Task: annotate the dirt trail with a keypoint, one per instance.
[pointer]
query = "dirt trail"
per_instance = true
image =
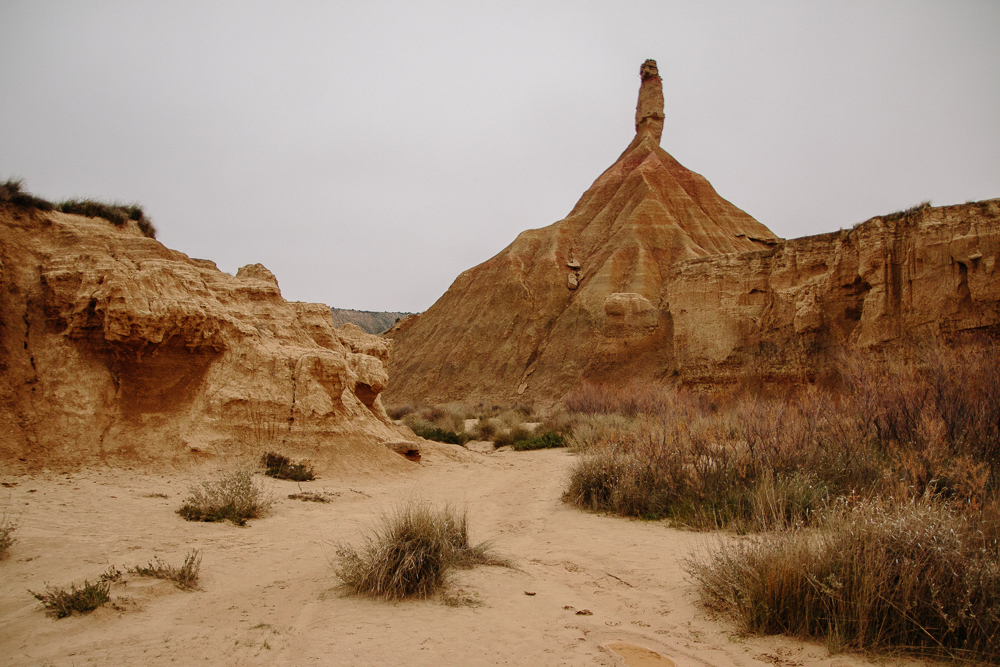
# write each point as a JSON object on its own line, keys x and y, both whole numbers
{"x": 268, "y": 595}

★ ★ ★ ★ ★

> GOAL: Rewrite the records with every "dirt trail" changed to "gravel path" and everything else unchanged. Leave the pictures out.

> WRITTEN ANSWER:
Task: annotate the gravel path with a keypoint, one per instance.
[pointer]
query = "gravel path"
per_instance = true
image =
# write each point as a JSON object on its own line, keys x and y, both whole numbers
{"x": 268, "y": 595}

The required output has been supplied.